- Supplied data -

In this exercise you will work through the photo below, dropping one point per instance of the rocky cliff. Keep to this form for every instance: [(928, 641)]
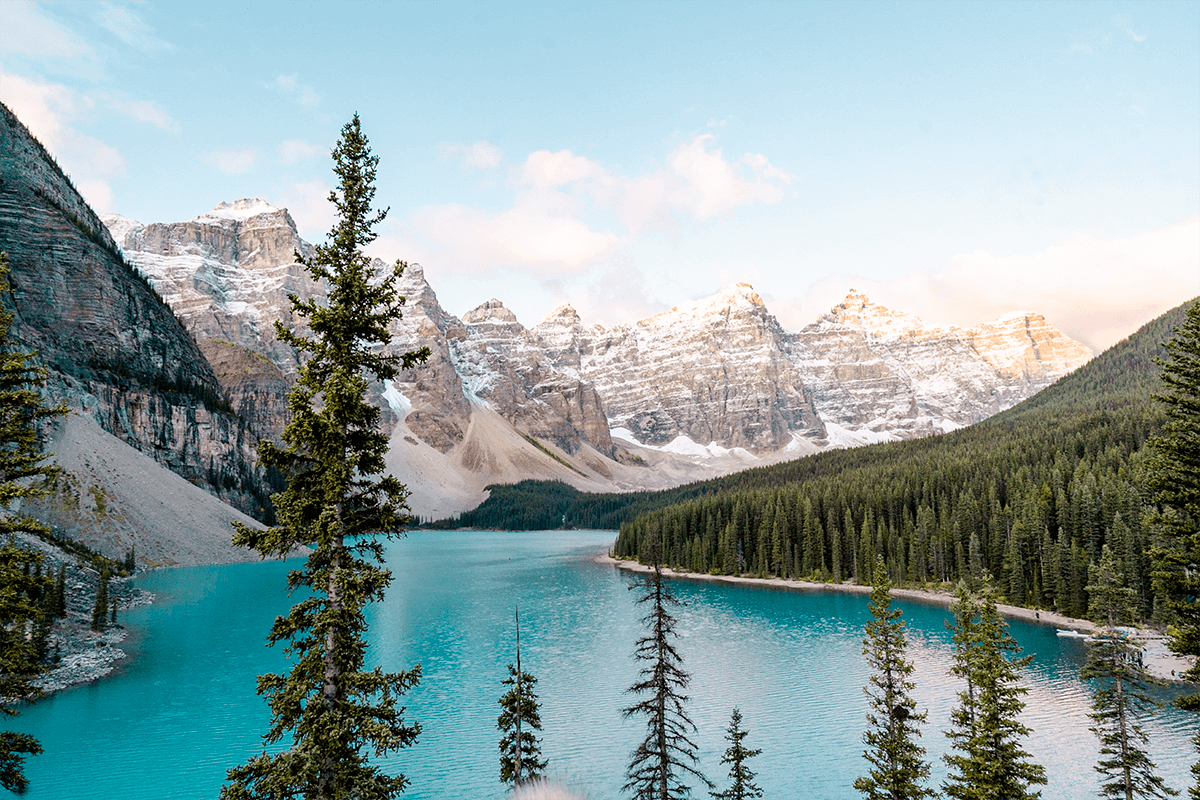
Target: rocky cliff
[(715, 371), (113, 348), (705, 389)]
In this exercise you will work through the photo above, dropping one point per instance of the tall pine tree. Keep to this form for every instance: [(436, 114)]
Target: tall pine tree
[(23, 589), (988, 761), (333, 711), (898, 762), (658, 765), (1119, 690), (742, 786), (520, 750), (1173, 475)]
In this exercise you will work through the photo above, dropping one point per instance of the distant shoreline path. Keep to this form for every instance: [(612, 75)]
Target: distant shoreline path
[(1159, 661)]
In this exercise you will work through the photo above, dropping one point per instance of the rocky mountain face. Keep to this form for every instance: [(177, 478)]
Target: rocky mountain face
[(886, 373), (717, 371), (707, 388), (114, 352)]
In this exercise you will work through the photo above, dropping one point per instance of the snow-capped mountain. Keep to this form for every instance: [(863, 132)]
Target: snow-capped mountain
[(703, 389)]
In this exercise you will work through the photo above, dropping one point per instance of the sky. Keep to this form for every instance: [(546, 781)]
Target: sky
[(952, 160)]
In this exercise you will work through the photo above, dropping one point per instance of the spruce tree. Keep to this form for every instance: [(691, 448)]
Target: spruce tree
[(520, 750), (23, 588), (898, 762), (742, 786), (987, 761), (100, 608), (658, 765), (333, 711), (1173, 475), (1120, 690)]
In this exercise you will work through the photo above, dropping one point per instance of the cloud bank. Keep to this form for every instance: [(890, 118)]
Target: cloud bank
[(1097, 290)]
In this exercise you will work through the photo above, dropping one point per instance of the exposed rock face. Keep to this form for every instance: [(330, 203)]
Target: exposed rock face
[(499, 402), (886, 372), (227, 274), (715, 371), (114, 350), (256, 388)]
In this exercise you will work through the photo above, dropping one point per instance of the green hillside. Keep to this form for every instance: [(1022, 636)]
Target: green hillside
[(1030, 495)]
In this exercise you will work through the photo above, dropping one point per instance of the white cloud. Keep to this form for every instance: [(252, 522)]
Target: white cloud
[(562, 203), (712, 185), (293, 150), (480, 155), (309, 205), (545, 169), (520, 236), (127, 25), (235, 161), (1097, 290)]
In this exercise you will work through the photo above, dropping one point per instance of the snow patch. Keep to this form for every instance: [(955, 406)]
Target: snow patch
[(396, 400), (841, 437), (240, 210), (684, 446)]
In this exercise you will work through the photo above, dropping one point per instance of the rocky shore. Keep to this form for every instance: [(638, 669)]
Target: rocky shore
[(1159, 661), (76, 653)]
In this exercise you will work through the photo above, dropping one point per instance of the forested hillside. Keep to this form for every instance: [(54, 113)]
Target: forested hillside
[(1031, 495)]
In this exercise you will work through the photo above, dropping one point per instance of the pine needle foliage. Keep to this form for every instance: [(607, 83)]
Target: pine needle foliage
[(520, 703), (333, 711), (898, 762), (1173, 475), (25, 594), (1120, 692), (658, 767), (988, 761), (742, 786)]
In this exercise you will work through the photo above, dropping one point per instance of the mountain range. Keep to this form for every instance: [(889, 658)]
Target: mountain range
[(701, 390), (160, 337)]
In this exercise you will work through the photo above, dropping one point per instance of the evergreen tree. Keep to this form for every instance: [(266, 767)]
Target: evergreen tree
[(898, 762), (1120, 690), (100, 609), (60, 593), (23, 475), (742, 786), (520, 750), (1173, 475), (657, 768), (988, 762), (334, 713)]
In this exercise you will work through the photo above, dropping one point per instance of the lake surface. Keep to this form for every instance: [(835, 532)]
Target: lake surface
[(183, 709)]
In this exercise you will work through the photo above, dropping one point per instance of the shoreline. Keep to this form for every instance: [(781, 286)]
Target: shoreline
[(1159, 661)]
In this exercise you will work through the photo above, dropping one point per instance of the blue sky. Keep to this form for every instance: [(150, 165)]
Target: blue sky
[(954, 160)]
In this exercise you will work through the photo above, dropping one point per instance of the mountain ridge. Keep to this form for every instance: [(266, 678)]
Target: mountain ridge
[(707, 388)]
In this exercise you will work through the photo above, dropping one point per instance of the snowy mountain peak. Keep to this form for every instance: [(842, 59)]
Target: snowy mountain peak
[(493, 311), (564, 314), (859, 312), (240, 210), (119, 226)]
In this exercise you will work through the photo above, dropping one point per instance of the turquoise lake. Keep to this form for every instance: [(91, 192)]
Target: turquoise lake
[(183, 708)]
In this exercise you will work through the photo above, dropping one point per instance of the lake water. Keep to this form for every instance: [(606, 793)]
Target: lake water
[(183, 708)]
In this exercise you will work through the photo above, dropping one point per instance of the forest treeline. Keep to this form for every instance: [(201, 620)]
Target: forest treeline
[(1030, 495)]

- What you need to do -
Output the data from the line containing "instance: [(201, 620)]" through the end of the data, both included, as a two-column CSV with the headers input and output. Each row pairs a text with its answer, each in one quoted field, with line breaks turned into spaces.

- Task output -
input,output
"In this exercise you will work through the photo above, dropping one point per instance of the forest treeline. Keep to this form for every instance: [(201, 620)] Target: forest treeline","[(1030, 495)]"